*Task statement*:
The answer should hold only the line with "Locate the sky" and each line after it through the last line of the material, exactly.

[Start of section]

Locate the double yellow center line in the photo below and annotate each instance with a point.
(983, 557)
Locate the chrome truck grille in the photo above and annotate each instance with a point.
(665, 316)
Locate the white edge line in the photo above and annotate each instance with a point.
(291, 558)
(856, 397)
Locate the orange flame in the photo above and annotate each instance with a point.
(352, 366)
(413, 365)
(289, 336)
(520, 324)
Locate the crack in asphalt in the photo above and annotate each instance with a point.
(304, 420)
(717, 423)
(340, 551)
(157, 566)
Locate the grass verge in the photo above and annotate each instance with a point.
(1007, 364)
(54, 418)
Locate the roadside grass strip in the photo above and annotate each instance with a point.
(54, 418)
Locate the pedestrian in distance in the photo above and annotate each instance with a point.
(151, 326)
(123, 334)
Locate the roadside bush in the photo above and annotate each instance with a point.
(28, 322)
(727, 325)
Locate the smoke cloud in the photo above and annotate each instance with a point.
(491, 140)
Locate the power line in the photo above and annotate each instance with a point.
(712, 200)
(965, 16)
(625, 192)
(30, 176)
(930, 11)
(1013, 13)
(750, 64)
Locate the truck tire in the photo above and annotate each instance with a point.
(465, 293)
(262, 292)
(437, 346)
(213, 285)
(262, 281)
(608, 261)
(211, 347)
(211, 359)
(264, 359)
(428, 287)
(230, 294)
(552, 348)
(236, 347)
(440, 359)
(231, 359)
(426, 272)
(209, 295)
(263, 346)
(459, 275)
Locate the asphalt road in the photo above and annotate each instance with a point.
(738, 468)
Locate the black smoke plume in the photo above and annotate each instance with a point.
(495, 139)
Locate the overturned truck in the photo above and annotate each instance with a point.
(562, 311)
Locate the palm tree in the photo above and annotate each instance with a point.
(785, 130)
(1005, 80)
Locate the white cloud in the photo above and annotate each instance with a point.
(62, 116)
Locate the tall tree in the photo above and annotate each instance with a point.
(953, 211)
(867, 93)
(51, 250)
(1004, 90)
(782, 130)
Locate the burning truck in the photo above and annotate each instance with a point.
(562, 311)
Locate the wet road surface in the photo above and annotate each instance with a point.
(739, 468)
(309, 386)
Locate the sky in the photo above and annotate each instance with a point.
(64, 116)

[End of section]

*Response to this exercise*:
Locate the sky in the photo above and annotate each instance with a point.
(64, 116)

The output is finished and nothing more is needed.